◆ Exercise aim
Render the lines below as a Markdown table with the columns Row and Line, numbering each line and leaving out blank lines. Include only the lines between the one containing "Where can the white nurse" and the one containing "x=32, y=214", inclusive.

◆ Records provided
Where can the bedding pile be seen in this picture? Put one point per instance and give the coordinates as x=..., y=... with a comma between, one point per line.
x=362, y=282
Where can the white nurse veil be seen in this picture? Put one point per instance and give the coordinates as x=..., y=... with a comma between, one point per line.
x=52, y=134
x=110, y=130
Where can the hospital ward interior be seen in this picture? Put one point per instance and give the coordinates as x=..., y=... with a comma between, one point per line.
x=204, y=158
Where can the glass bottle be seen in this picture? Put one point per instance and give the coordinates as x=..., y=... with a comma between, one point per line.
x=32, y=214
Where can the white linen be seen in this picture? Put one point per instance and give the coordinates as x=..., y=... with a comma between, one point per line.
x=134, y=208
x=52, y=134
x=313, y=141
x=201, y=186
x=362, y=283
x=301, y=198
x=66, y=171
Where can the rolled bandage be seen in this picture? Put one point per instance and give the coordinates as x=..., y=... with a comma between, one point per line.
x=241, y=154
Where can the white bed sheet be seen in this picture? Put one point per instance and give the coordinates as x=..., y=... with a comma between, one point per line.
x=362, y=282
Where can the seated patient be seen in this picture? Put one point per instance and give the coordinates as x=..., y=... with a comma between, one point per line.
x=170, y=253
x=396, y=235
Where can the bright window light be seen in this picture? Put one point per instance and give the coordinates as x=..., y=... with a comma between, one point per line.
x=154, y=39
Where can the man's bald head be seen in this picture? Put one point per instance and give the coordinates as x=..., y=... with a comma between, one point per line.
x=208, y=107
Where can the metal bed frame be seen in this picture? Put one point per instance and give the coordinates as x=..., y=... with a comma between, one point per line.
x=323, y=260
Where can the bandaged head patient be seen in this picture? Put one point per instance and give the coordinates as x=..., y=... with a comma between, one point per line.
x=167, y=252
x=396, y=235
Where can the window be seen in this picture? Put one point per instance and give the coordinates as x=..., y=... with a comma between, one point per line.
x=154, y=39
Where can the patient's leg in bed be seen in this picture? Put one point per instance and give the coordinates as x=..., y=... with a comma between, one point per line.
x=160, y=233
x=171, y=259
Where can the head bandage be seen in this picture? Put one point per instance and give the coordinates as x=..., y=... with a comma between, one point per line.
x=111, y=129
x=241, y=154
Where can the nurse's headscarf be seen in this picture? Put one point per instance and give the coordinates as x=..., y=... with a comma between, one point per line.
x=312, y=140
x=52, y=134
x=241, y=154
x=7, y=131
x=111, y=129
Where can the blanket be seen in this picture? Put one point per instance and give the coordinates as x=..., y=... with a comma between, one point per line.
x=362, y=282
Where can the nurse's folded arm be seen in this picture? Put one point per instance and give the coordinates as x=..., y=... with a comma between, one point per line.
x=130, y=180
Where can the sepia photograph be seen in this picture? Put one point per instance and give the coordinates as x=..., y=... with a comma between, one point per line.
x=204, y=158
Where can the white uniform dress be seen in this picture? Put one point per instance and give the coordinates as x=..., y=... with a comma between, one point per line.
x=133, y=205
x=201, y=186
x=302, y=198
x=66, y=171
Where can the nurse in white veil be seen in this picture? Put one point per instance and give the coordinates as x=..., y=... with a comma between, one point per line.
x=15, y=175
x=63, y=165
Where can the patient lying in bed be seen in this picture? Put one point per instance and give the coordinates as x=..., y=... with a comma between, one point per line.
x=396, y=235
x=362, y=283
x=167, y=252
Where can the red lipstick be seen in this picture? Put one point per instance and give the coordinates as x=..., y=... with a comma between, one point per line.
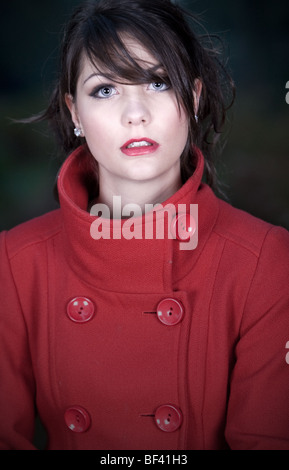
x=136, y=147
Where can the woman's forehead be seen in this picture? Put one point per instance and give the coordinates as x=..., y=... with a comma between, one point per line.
x=136, y=52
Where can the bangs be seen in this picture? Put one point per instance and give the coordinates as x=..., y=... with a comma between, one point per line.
x=109, y=52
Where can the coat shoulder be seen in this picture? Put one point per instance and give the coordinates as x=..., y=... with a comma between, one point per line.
x=248, y=231
x=33, y=232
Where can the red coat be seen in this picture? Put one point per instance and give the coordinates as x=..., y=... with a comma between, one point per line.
x=82, y=340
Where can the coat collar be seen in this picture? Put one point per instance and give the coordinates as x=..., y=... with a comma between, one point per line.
x=122, y=265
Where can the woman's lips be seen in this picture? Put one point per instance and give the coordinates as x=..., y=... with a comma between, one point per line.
x=143, y=146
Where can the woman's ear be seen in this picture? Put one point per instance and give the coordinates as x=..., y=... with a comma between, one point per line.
x=197, y=93
x=70, y=103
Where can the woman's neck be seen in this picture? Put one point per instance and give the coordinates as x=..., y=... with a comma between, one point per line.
x=136, y=193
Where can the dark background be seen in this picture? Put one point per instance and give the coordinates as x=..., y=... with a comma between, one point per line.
x=255, y=163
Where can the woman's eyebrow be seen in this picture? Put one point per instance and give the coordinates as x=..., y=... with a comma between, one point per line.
x=91, y=76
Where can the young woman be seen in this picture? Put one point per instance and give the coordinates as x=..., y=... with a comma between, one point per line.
x=165, y=330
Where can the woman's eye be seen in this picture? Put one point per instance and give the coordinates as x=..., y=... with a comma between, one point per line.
x=158, y=86
x=104, y=91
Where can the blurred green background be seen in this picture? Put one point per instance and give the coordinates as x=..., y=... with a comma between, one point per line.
x=255, y=162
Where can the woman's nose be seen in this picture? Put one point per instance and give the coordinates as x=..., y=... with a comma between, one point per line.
x=136, y=111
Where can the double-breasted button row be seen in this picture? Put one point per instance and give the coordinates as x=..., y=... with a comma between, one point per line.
x=168, y=418
x=170, y=311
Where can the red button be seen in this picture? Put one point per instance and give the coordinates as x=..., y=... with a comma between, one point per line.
x=168, y=418
x=170, y=312
x=183, y=227
x=77, y=419
x=80, y=310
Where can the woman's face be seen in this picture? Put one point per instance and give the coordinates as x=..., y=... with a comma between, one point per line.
x=135, y=132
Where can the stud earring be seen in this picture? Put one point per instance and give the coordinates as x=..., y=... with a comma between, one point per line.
x=77, y=132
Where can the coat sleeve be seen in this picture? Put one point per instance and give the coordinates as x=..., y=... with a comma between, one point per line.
x=17, y=389
x=258, y=410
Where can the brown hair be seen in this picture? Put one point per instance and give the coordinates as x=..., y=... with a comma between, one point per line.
x=96, y=29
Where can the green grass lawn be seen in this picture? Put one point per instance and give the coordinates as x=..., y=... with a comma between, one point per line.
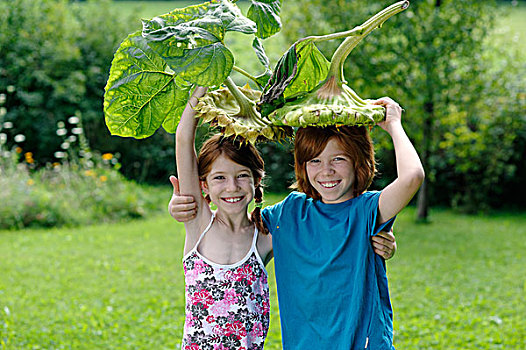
x=457, y=283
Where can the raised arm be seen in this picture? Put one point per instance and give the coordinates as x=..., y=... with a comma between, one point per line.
x=186, y=159
x=409, y=168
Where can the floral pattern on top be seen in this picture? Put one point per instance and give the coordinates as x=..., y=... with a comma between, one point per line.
x=227, y=307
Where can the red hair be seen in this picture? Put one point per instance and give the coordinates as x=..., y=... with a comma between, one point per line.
x=354, y=140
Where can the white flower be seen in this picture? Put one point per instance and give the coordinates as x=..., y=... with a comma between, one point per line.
x=73, y=120
x=20, y=138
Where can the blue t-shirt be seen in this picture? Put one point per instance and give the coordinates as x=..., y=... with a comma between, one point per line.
x=332, y=287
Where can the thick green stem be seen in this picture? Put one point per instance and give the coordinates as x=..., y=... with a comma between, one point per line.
x=245, y=73
x=345, y=48
x=247, y=107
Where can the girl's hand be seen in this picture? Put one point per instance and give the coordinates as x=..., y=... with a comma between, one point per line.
x=181, y=208
x=384, y=244
x=198, y=93
x=393, y=113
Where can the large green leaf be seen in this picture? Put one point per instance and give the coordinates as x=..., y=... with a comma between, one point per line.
x=205, y=66
x=266, y=15
x=297, y=72
x=191, y=40
x=142, y=91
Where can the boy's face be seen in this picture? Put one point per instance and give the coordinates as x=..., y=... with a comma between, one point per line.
x=331, y=173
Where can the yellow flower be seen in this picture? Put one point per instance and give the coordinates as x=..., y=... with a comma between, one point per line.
x=29, y=157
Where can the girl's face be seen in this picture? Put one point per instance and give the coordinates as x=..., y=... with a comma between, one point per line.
x=229, y=185
x=331, y=173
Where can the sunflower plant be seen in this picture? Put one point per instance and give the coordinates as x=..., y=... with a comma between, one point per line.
x=154, y=71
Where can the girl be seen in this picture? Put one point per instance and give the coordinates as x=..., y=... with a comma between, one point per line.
x=322, y=260
x=227, y=296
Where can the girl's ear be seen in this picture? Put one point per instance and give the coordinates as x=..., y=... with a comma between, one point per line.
x=204, y=186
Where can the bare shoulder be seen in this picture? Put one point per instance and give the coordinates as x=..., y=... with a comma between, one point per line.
x=195, y=227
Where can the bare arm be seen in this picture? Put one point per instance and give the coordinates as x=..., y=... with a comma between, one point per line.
x=409, y=168
x=186, y=159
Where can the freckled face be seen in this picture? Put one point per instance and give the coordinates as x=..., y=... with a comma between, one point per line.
x=229, y=185
x=331, y=173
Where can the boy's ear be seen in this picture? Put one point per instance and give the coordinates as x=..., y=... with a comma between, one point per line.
x=204, y=186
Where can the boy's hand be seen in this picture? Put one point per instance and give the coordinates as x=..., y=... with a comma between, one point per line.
x=384, y=244
x=182, y=208
x=393, y=113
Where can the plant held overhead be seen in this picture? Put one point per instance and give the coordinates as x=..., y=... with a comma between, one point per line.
x=154, y=71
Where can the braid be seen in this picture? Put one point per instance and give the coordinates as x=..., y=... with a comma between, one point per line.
x=255, y=216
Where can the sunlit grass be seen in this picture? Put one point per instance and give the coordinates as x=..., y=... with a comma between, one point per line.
x=457, y=283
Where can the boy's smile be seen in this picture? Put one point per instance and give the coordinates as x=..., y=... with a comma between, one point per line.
x=331, y=173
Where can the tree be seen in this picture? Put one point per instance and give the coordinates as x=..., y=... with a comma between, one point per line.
x=431, y=60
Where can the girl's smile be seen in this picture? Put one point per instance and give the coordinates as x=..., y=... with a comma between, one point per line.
x=331, y=173
x=229, y=184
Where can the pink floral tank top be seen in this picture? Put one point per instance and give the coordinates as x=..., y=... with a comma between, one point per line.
x=227, y=306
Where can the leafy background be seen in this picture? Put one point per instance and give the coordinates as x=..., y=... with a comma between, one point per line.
x=456, y=282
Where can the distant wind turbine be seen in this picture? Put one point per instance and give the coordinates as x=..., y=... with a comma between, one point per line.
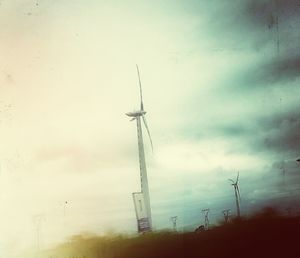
x=235, y=184
x=142, y=199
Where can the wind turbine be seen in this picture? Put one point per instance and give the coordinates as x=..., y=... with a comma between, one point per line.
x=237, y=194
x=142, y=199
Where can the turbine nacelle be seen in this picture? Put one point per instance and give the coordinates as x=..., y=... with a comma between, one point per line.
x=136, y=113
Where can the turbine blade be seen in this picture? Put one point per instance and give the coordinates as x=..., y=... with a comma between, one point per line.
x=140, y=84
x=145, y=123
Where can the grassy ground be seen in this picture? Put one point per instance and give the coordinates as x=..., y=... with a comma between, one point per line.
x=264, y=235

◆ Exercise solution
| Row | Line |
|---|---|
| 1 | Where can the white nurse veil be seen in this picture? Put one point per instance and give the coordinates as x=..., y=... with a comma between, one point per line. |
| 2 | x=52, y=134 |
| 3 | x=110, y=130 |
| 4 | Where can the hospital ward interior be seen in this picture? Put one point per instance and give the coordinates as x=..., y=... with a comma between, one point per line. |
| 5 | x=204, y=158 |
| 6 | Where can the glass bottle be seen in this picture? Put one point per instance and give the coordinates as x=..., y=... with a comma between, one point per line. |
| 7 | x=32, y=214 |